--- begin ---

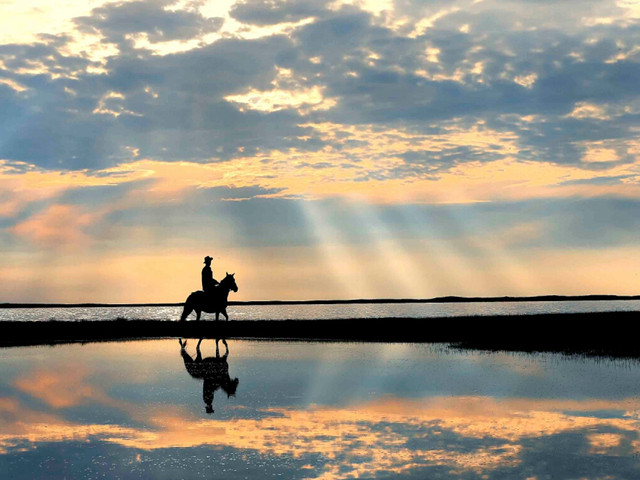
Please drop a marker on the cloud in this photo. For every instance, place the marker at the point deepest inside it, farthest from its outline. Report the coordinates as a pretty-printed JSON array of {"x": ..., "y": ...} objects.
[
  {"x": 57, "y": 227},
  {"x": 153, "y": 18}
]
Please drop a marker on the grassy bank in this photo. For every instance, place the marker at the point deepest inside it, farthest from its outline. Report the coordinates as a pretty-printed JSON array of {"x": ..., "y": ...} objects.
[{"x": 586, "y": 333}]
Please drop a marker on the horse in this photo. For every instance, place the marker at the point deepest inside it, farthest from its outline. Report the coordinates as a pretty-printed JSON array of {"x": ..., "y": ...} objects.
[
  {"x": 212, "y": 302},
  {"x": 213, "y": 370}
]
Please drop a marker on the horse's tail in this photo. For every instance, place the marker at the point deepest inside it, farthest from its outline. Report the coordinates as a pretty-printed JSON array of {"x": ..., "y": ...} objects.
[{"x": 188, "y": 307}]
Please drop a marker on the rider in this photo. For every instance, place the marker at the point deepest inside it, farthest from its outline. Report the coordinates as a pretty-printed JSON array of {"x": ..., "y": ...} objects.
[{"x": 208, "y": 282}]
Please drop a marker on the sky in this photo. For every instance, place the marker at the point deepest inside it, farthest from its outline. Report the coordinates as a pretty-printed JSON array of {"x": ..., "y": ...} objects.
[{"x": 341, "y": 149}]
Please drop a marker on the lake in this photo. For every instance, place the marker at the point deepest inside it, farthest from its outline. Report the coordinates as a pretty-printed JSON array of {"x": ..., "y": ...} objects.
[
  {"x": 295, "y": 410},
  {"x": 306, "y": 312}
]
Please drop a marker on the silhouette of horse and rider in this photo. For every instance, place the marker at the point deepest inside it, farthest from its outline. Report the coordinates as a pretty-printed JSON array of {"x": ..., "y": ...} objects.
[
  {"x": 213, "y": 298},
  {"x": 213, "y": 370}
]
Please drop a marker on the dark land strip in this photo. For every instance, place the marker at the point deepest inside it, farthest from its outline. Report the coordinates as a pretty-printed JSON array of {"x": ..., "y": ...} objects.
[
  {"x": 449, "y": 299},
  {"x": 600, "y": 334}
]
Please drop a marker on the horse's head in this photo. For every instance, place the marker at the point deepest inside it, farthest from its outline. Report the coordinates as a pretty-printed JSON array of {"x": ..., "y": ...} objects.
[{"x": 230, "y": 282}]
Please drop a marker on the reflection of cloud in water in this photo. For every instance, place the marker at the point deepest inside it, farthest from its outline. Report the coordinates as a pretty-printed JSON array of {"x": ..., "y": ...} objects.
[{"x": 462, "y": 434}]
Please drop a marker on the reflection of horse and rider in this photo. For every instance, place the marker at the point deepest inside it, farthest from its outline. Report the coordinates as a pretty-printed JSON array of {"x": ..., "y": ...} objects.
[
  {"x": 213, "y": 370},
  {"x": 213, "y": 298}
]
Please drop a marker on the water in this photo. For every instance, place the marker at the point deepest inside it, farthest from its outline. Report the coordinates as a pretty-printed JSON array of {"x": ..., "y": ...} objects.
[
  {"x": 313, "y": 411},
  {"x": 300, "y": 312}
]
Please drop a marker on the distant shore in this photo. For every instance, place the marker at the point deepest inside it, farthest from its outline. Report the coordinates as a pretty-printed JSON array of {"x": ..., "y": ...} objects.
[
  {"x": 448, "y": 299},
  {"x": 604, "y": 334}
]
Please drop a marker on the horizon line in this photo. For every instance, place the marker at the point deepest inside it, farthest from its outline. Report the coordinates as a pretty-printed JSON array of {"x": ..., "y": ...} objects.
[{"x": 445, "y": 299}]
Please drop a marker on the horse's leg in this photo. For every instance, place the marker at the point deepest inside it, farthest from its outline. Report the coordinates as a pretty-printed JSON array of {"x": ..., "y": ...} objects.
[
  {"x": 199, "y": 354},
  {"x": 186, "y": 311}
]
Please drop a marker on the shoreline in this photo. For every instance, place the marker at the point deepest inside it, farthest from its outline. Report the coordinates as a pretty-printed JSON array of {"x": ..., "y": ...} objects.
[
  {"x": 599, "y": 334},
  {"x": 447, "y": 299}
]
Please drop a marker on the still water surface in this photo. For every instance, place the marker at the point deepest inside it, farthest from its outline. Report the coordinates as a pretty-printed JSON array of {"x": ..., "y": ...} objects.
[
  {"x": 313, "y": 312},
  {"x": 313, "y": 411}
]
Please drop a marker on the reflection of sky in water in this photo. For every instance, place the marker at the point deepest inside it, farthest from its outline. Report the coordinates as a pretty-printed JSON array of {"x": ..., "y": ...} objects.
[
  {"x": 313, "y": 312},
  {"x": 315, "y": 410}
]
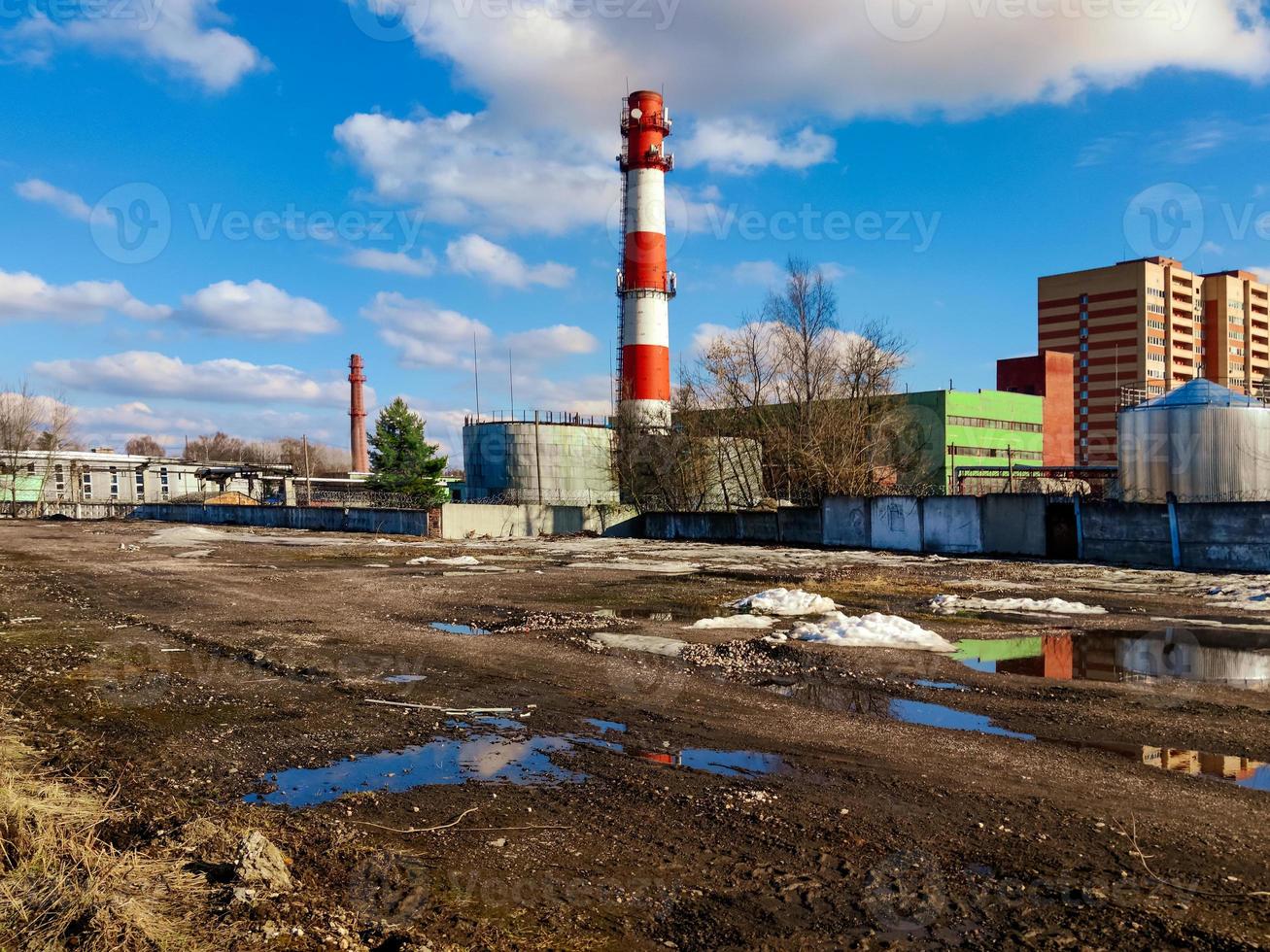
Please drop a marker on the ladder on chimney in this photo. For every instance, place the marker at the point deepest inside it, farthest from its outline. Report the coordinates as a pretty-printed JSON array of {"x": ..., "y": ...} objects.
[{"x": 621, "y": 297}]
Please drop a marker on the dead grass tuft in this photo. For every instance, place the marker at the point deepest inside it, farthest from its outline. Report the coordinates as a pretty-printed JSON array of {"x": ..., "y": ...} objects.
[{"x": 62, "y": 886}]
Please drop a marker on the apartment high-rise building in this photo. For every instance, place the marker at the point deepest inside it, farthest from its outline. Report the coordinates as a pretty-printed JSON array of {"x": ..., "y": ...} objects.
[{"x": 1147, "y": 326}]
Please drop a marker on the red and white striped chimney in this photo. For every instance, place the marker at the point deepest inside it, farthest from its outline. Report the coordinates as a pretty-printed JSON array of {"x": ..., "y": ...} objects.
[
  {"x": 645, "y": 285},
  {"x": 357, "y": 415}
]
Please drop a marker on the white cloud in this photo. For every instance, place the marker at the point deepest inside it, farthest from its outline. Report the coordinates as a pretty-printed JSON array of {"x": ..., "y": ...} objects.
[
  {"x": 177, "y": 34},
  {"x": 425, "y": 334},
  {"x": 549, "y": 343},
  {"x": 462, "y": 169},
  {"x": 828, "y": 57},
  {"x": 475, "y": 255},
  {"x": 226, "y": 380},
  {"x": 706, "y": 335},
  {"x": 740, "y": 146},
  {"x": 66, "y": 202},
  {"x": 395, "y": 261},
  {"x": 257, "y": 310},
  {"x": 24, "y": 296}
]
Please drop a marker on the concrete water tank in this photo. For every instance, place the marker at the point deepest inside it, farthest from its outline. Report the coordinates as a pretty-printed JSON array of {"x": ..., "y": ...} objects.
[{"x": 1202, "y": 442}]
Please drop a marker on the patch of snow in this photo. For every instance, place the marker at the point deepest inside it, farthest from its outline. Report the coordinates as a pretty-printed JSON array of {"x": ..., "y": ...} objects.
[
  {"x": 736, "y": 621},
  {"x": 649, "y": 645},
  {"x": 786, "y": 602},
  {"x": 870, "y": 631},
  {"x": 1242, "y": 595},
  {"x": 951, "y": 604}
]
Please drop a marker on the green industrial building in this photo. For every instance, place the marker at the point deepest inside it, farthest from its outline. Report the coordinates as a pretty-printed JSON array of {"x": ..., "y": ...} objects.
[{"x": 951, "y": 429}]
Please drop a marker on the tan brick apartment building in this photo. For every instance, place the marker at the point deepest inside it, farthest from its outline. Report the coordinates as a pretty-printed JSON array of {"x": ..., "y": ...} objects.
[{"x": 1150, "y": 325}]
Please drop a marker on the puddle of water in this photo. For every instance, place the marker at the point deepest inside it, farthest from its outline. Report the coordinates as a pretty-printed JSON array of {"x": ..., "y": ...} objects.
[
  {"x": 451, "y": 629},
  {"x": 1208, "y": 657},
  {"x": 940, "y": 684},
  {"x": 947, "y": 719},
  {"x": 604, "y": 727},
  {"x": 485, "y": 758},
  {"x": 491, "y": 758}
]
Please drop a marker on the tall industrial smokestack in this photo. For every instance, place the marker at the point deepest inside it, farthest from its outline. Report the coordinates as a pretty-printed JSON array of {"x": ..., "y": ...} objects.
[
  {"x": 357, "y": 415},
  {"x": 645, "y": 285}
]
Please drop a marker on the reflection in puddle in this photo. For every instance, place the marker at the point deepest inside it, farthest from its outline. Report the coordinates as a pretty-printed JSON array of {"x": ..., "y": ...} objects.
[
  {"x": 482, "y": 757},
  {"x": 1241, "y": 770},
  {"x": 1208, "y": 657},
  {"x": 491, "y": 758},
  {"x": 947, "y": 719},
  {"x": 451, "y": 629},
  {"x": 940, "y": 684}
]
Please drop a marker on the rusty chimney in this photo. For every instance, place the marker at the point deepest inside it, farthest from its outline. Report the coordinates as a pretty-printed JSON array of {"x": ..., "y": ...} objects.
[{"x": 357, "y": 415}]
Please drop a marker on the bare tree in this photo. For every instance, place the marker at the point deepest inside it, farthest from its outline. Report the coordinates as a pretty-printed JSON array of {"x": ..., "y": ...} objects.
[
  {"x": 145, "y": 446},
  {"x": 29, "y": 425},
  {"x": 819, "y": 401}
]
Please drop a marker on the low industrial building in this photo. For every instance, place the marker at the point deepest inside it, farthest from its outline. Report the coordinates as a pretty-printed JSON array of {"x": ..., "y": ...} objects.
[{"x": 70, "y": 477}]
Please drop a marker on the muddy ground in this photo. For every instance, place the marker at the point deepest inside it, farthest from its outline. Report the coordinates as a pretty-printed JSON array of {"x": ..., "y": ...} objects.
[{"x": 186, "y": 667}]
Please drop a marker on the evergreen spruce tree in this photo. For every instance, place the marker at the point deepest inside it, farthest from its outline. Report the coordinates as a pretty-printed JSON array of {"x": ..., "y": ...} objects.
[{"x": 402, "y": 460}]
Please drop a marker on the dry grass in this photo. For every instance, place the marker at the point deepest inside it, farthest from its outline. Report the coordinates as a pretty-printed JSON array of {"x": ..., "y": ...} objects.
[{"x": 61, "y": 886}]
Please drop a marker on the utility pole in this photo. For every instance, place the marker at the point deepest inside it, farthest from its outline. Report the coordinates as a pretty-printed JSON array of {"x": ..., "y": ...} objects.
[{"x": 309, "y": 479}]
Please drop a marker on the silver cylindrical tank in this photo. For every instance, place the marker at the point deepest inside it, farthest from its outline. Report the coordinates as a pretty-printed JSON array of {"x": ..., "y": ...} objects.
[{"x": 1202, "y": 442}]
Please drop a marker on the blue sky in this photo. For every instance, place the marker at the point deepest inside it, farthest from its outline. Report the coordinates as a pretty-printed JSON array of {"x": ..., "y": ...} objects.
[{"x": 300, "y": 181}]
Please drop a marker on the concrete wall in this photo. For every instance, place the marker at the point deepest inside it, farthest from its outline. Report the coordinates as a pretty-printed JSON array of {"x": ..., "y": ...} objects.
[
  {"x": 456, "y": 521},
  {"x": 799, "y": 527},
  {"x": 1224, "y": 536},
  {"x": 468, "y": 521},
  {"x": 505, "y": 459},
  {"x": 846, "y": 522},
  {"x": 896, "y": 524},
  {"x": 950, "y": 525},
  {"x": 1013, "y": 525},
  {"x": 1126, "y": 532}
]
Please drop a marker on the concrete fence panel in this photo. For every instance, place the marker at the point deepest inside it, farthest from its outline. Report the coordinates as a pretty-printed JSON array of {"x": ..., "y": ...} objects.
[
  {"x": 950, "y": 526},
  {"x": 757, "y": 527},
  {"x": 1126, "y": 533},
  {"x": 896, "y": 524},
  {"x": 1013, "y": 525},
  {"x": 799, "y": 527},
  {"x": 1224, "y": 536},
  {"x": 844, "y": 522}
]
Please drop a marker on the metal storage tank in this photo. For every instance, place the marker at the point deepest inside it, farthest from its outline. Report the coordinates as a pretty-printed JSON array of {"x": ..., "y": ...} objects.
[{"x": 1202, "y": 442}]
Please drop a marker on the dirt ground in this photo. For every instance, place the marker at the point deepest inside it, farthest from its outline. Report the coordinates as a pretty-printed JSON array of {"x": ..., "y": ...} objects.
[{"x": 181, "y": 669}]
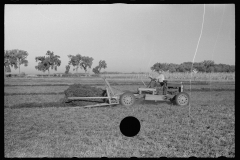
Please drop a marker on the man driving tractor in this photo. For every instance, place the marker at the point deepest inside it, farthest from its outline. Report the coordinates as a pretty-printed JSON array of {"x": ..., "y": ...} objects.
[{"x": 157, "y": 81}]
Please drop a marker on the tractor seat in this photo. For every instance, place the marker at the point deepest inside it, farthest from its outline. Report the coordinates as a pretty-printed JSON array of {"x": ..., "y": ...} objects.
[{"x": 165, "y": 81}]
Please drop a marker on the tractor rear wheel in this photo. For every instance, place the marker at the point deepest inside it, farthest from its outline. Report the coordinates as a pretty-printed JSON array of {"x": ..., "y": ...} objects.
[
  {"x": 182, "y": 99},
  {"x": 127, "y": 99}
]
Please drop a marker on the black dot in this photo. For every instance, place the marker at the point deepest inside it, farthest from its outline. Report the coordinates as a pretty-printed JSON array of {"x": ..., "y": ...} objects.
[{"x": 130, "y": 126}]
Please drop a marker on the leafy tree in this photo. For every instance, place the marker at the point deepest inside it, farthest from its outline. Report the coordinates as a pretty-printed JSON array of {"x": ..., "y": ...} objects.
[
  {"x": 86, "y": 62},
  {"x": 67, "y": 69},
  {"x": 50, "y": 61},
  {"x": 181, "y": 68},
  {"x": 101, "y": 64},
  {"x": 96, "y": 70},
  {"x": 9, "y": 61},
  {"x": 187, "y": 66},
  {"x": 75, "y": 61},
  {"x": 21, "y": 56},
  {"x": 207, "y": 64}
]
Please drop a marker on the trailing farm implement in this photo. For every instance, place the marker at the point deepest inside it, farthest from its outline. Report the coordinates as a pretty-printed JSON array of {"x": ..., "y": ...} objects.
[{"x": 168, "y": 92}]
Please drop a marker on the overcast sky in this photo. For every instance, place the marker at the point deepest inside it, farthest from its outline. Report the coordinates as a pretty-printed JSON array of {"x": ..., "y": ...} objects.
[{"x": 128, "y": 37}]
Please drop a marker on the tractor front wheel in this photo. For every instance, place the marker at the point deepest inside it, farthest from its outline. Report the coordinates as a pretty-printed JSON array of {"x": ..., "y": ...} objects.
[
  {"x": 182, "y": 99},
  {"x": 127, "y": 99}
]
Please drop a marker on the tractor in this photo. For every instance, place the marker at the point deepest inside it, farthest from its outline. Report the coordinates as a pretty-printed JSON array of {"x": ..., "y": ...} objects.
[{"x": 168, "y": 92}]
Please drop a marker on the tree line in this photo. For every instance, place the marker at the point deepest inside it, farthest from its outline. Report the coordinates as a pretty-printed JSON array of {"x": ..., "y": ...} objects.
[
  {"x": 15, "y": 58},
  {"x": 204, "y": 66}
]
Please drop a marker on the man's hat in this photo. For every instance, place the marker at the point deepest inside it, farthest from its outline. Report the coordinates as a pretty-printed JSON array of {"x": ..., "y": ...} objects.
[{"x": 160, "y": 71}]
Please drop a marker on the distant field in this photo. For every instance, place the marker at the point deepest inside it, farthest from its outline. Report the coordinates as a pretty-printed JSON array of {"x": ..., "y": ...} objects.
[{"x": 39, "y": 125}]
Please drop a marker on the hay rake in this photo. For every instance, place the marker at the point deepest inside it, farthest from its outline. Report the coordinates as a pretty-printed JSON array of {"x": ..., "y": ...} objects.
[{"x": 111, "y": 98}]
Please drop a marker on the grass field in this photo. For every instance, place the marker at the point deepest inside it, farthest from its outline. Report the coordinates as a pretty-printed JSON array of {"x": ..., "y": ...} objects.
[{"x": 205, "y": 128}]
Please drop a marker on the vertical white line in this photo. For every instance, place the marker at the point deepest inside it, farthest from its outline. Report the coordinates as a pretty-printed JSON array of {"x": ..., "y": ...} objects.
[
  {"x": 214, "y": 50},
  {"x": 194, "y": 58}
]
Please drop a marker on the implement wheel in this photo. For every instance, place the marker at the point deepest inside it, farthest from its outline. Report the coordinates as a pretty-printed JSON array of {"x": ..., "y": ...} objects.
[
  {"x": 127, "y": 99},
  {"x": 182, "y": 99}
]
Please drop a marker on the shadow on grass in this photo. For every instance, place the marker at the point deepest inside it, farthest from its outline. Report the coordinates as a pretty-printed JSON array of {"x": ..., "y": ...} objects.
[{"x": 61, "y": 103}]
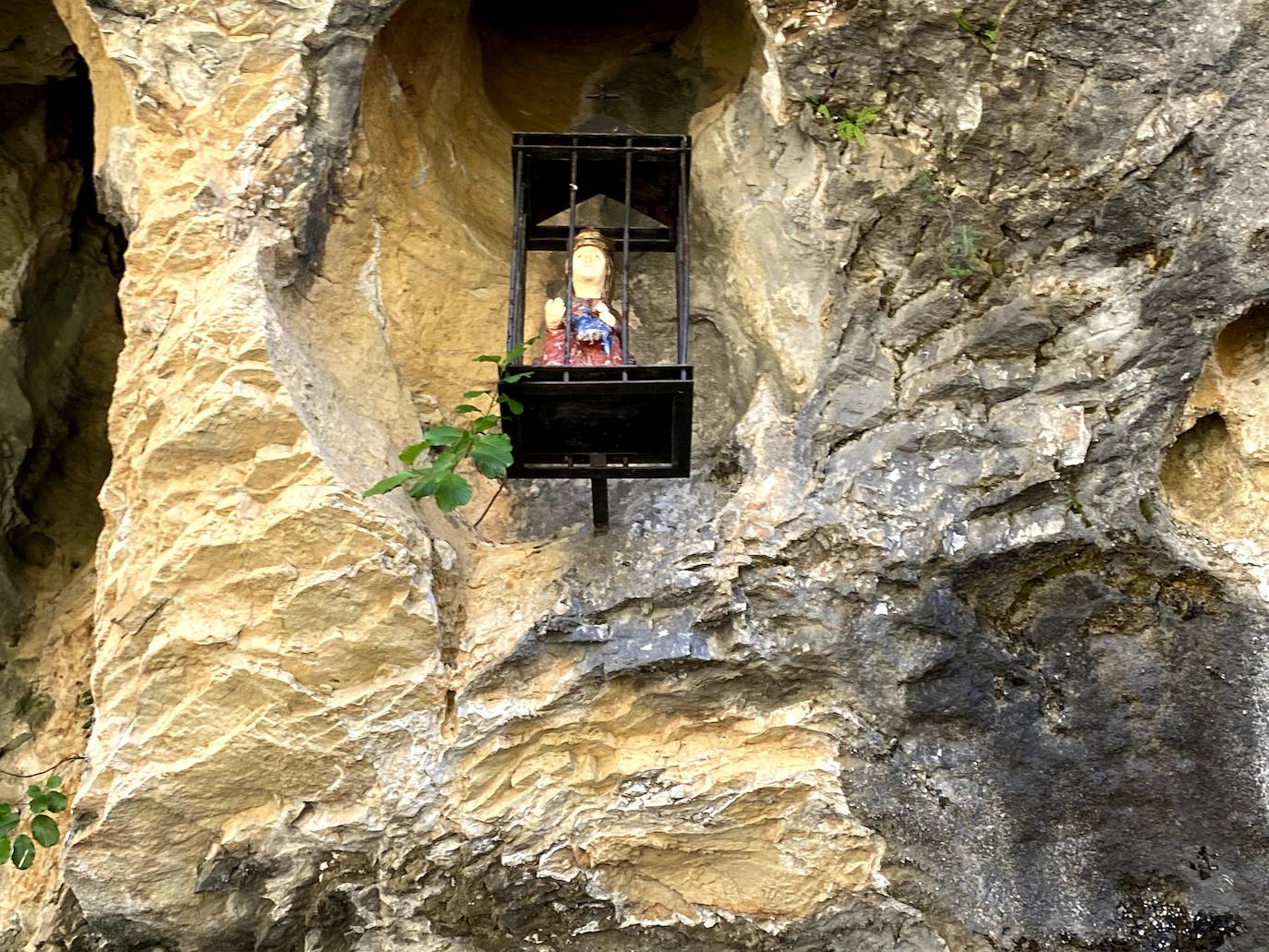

--- end ---

**STATED TASK**
Can you put everything from the line containing "Please drop a marker on the shadow" down to the end of the rows into a Markdown table with the columns Number and Line, skipping blank lines and leaving out the pictures?

**REPLY**
| Number | Line |
|---|---|
| 1 | Please drop a marker on the shadow on grass in this photo. For every instance, place the marker at the point deepest inside it, farthest from its outline. Report the coordinates as a pretty-printed JSON array of {"x": ..., "y": ...} objects. |
| 2 | [{"x": 61, "y": 103}] |